Data supplied:
━━━━━━━━

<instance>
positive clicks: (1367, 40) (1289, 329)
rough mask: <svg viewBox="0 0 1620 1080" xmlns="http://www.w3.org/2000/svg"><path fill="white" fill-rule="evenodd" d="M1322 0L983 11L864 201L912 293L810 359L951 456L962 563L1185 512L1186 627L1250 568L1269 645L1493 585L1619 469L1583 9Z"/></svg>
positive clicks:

━━━━━━━━

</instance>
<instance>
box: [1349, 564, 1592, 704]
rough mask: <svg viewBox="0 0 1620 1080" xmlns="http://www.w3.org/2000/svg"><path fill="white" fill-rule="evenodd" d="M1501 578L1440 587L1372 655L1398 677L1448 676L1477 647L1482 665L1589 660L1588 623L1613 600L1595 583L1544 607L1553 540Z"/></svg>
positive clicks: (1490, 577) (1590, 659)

━━━━━━━━

Directions for this task:
Select and copy each line from the data that includes the word "clicks".

Answer to this problem:
positive clicks: (1367, 40) (1289, 329)
positive clicks:
positive clicks: (1490, 577) (1590, 659)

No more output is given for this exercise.